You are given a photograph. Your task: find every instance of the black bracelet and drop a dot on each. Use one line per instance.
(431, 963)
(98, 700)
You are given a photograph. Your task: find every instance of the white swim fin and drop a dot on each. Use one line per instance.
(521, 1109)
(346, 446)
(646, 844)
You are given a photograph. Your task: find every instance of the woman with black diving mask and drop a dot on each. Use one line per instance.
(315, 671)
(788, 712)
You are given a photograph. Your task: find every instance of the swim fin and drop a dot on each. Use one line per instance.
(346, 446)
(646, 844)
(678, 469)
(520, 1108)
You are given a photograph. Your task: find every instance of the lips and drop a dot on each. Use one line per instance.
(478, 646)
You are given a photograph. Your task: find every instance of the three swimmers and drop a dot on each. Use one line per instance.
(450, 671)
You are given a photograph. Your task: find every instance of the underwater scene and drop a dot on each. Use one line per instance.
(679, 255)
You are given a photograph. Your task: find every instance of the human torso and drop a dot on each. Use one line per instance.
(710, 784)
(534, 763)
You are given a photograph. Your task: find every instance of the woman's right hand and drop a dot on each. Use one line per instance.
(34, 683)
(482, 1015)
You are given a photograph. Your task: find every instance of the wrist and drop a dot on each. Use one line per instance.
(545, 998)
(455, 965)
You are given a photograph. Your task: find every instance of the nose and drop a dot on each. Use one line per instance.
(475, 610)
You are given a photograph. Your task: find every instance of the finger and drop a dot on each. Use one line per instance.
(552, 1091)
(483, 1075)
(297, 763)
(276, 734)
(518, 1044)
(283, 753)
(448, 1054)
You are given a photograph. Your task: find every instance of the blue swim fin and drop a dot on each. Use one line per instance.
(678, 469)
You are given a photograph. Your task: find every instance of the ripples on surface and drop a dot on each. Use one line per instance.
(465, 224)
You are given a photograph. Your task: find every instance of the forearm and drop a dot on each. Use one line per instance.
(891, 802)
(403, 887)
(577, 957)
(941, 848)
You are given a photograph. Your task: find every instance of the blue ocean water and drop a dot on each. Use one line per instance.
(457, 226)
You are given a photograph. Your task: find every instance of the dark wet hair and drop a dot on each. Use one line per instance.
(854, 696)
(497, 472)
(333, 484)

****************************************

Problem details:
Starting at the top, retype every line of the material above exactly.

Written solution:
You are given a photograph. Your task: find every instance of the black bracelet and drop a dot on each. Use one line per instance.
(431, 963)
(98, 700)
You are given a photograph. Your task: find every instance of the white swim fin and drop a dot on each. Use one line per instance.
(521, 1109)
(346, 446)
(646, 844)
You are given a photograph. Your task: find every instance of the woman with black diving mask and drop a dot on each. Use one line per instance.
(315, 671)
(788, 712)
You are given a photograph. Your task: find every instance of the swim fin and drop a dot on each. Use one line per instance.
(346, 446)
(646, 844)
(678, 469)
(520, 1108)
You are given a photograph. Your task: find every instance of the lips and drop a dot on each. Use one line per instance.
(478, 646)
You are given a photograph. Your task: find every instance of the three swimmers and drop a dot on each. Use one line per instance.
(450, 671)
You are given a photograph. Your task: find every instance of the underwater scene and drop a dot on each. Use one line per instance.
(679, 255)
You are given a photograph. Your task: find every instance of the human torso and drop a dot on each. Use one line per instance.
(710, 784)
(534, 763)
You are given a photograph. Your task: find every instance of the woman's right hand and drop a dot on each. Use one line per instance.
(34, 683)
(482, 1015)
You are given a photograph. Your task: find every instance of the wrist and drop a dot on each. Use one line per instance.
(545, 998)
(455, 965)
You are given a photograph. Your task: find every instance of the nose and drop a dot on each. Use one line per instance.
(475, 610)
You are given a photograph. Your task: find every instance of the finger and drop a dot on each. Use one line per instance.
(552, 1091)
(483, 1075)
(297, 763)
(276, 734)
(518, 1044)
(283, 753)
(448, 1054)
You are given a photograph. Your task: find every instance of the blue swim fin and drop a dot on each. Use one line per instance.
(678, 469)
You are given a photograph. Your task: find every instance of the ripples on surface and drop a dot on each. Use one line per instance.
(465, 224)
You are given a photograph. Your task: find every instance of the forearm and drop a dot on each. Use one line per instance.
(891, 802)
(403, 887)
(577, 957)
(941, 848)
You are given a photograph. Your task: find every instance of the blue ocean water and drop a dot on each. Use one line per instance.
(457, 226)
You are given a photograph. Your task: find every instance of the dark wet hair and drop a dot on each. Use one line per instance.
(854, 696)
(497, 472)
(333, 484)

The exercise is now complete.